Directive: Write out the data again in full, exactly as it reads.

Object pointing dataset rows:
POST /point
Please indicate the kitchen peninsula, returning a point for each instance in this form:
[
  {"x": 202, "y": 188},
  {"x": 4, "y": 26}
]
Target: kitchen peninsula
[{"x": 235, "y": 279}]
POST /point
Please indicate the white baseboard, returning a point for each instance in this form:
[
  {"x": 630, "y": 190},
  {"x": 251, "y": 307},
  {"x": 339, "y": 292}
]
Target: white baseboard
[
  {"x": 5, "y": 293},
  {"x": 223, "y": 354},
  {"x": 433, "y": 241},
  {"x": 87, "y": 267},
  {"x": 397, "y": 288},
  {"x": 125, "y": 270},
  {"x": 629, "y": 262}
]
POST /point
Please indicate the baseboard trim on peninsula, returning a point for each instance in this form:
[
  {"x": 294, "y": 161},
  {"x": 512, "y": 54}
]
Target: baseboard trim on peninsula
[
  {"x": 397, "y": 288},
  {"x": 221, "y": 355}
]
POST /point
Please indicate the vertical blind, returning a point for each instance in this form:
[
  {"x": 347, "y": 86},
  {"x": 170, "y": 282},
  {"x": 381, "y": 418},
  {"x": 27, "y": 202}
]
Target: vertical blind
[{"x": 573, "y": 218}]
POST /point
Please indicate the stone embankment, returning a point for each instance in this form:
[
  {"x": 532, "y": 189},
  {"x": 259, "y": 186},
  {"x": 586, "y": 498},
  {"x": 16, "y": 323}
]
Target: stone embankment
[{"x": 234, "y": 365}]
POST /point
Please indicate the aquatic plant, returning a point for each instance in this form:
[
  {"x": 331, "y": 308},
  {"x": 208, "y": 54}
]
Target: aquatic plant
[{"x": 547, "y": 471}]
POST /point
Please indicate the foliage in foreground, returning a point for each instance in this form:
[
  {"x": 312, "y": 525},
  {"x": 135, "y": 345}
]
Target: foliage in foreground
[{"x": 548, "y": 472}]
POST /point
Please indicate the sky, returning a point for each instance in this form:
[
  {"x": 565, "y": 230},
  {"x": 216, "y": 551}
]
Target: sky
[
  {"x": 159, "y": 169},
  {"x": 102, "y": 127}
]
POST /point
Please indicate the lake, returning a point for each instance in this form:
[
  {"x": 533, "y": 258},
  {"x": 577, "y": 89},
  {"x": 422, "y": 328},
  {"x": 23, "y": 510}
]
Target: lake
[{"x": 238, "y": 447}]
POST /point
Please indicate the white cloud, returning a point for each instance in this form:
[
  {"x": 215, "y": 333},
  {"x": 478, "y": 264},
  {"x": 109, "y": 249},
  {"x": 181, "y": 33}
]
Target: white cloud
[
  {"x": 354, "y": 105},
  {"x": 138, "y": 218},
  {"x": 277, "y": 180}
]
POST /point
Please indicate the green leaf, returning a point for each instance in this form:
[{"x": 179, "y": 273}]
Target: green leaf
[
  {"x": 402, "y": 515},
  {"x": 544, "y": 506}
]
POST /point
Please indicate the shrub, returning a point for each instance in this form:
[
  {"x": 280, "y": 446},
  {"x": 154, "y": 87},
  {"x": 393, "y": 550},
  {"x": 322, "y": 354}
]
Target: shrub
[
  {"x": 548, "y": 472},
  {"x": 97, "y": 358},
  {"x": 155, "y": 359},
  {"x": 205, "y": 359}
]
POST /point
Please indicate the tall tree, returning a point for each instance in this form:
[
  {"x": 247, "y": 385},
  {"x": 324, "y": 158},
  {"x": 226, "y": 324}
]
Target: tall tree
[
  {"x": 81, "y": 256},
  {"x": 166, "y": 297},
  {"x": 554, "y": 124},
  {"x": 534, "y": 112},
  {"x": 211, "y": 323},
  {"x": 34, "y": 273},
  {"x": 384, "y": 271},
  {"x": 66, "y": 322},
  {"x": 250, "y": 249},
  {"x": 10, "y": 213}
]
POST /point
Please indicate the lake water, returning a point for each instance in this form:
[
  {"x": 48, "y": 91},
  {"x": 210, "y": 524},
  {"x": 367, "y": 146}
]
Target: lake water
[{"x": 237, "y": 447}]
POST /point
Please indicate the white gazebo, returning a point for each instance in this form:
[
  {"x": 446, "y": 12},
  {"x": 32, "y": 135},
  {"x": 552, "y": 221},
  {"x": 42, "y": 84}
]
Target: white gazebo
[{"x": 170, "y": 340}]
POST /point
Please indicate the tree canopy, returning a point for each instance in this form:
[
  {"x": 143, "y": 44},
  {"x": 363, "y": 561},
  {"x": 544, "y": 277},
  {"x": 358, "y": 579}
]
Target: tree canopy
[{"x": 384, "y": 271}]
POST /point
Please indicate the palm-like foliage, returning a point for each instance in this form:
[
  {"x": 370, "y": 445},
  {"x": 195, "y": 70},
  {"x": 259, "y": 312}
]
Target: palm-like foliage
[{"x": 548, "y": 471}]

Expected answer:
POST /point
Please indicate the kitchen peninsula, returning a point for each instance in this form:
[
  {"x": 202, "y": 188},
  {"x": 4, "y": 26}
]
Target: kitchen peninsula
[{"x": 235, "y": 279}]
POST /point
Please indicate the white baseboard, returning a point for each instance in this form:
[
  {"x": 630, "y": 190},
  {"x": 251, "y": 307},
  {"x": 339, "y": 292}
]
Target: white baseboard
[
  {"x": 5, "y": 293},
  {"x": 223, "y": 354},
  {"x": 433, "y": 241},
  {"x": 87, "y": 267},
  {"x": 397, "y": 288},
  {"x": 125, "y": 270},
  {"x": 629, "y": 262}
]
POST /point
Please indicate the baseboard trim on peninsula, returning a point for each instance in this form:
[
  {"x": 294, "y": 161},
  {"x": 512, "y": 54}
]
Target: baseboard trim on peninsula
[
  {"x": 397, "y": 288},
  {"x": 221, "y": 355}
]
POST /point
Please indicate the vertical blind, returning a point for each instance in this form:
[
  {"x": 347, "y": 86},
  {"x": 170, "y": 282},
  {"x": 381, "y": 418},
  {"x": 27, "y": 202}
]
Target: vertical blind
[{"x": 573, "y": 218}]
POST /point
Please indicate the stone embankment, returning a point for each instance in this form:
[
  {"x": 532, "y": 189},
  {"x": 259, "y": 186},
  {"x": 586, "y": 498},
  {"x": 16, "y": 323}
]
Target: stone embankment
[{"x": 234, "y": 365}]
POST /point
Please indicate the aquatic plant, returning a point for each instance in this form:
[
  {"x": 331, "y": 308},
  {"x": 208, "y": 54}
]
Target: aquatic plant
[{"x": 547, "y": 471}]
POST /point
Please indicate the foliage in foreground, returning a point for each instance in this form:
[
  {"x": 312, "y": 525},
  {"x": 135, "y": 345}
]
Target: foliage in foreground
[{"x": 548, "y": 472}]
POST /point
Please indicate the sky, returning a point for each instance in this form:
[
  {"x": 565, "y": 230},
  {"x": 216, "y": 551}
]
Target: sky
[
  {"x": 159, "y": 169},
  {"x": 102, "y": 127}
]
POST /point
Please indicate the lake, returning a point for each instance in this form:
[
  {"x": 533, "y": 258},
  {"x": 577, "y": 89},
  {"x": 422, "y": 328},
  {"x": 23, "y": 510}
]
Target: lake
[{"x": 238, "y": 447}]
POST /point
Please indicate the white cloud, returning a point for each instance in this form:
[
  {"x": 215, "y": 333},
  {"x": 478, "y": 264},
  {"x": 109, "y": 249},
  {"x": 181, "y": 33}
]
Target: white cloud
[
  {"x": 354, "y": 105},
  {"x": 138, "y": 218},
  {"x": 277, "y": 180}
]
POST /point
Please indicate the green leaf, returning a point for each instance in this form:
[{"x": 179, "y": 273}]
Target: green leaf
[
  {"x": 402, "y": 515},
  {"x": 544, "y": 506}
]
POST /point
Please indicate the shrub, returning a point for each instance in this form:
[
  {"x": 280, "y": 446},
  {"x": 154, "y": 87},
  {"x": 393, "y": 550},
  {"x": 322, "y": 354}
]
Target: shrub
[
  {"x": 548, "y": 472},
  {"x": 97, "y": 358},
  {"x": 155, "y": 359},
  {"x": 205, "y": 359}
]
POST /point
Please indicate the tall tree, returning a point for each instance in this form:
[
  {"x": 247, "y": 385},
  {"x": 324, "y": 158},
  {"x": 226, "y": 324}
]
Target: tall tree
[
  {"x": 81, "y": 256},
  {"x": 166, "y": 297},
  {"x": 554, "y": 124},
  {"x": 534, "y": 112},
  {"x": 211, "y": 323},
  {"x": 34, "y": 273},
  {"x": 384, "y": 271},
  {"x": 66, "y": 322},
  {"x": 250, "y": 249},
  {"x": 10, "y": 213}
]
POST /point
Please indicate the lake water, returning a point for each instance in this form:
[
  {"x": 48, "y": 91},
  {"x": 210, "y": 524},
  {"x": 367, "y": 146}
]
Target: lake water
[{"x": 237, "y": 447}]
POST /point
Please indicate the white gazebo, returning a point for each instance in this form:
[
  {"x": 446, "y": 12},
  {"x": 32, "y": 135},
  {"x": 552, "y": 221},
  {"x": 42, "y": 84}
]
Target: white gazebo
[{"x": 170, "y": 340}]
POST /point
Please indicate the tree canopy, returning a point for each instance in this form:
[
  {"x": 143, "y": 44},
  {"x": 363, "y": 561},
  {"x": 544, "y": 277},
  {"x": 358, "y": 579}
]
Target: tree canopy
[{"x": 384, "y": 271}]
POST /point
Please indicate the palm-like foliage, returning a point for each instance in this form:
[
  {"x": 370, "y": 445},
  {"x": 195, "y": 70},
  {"x": 259, "y": 312}
]
Target: palm-like foliage
[{"x": 548, "y": 471}]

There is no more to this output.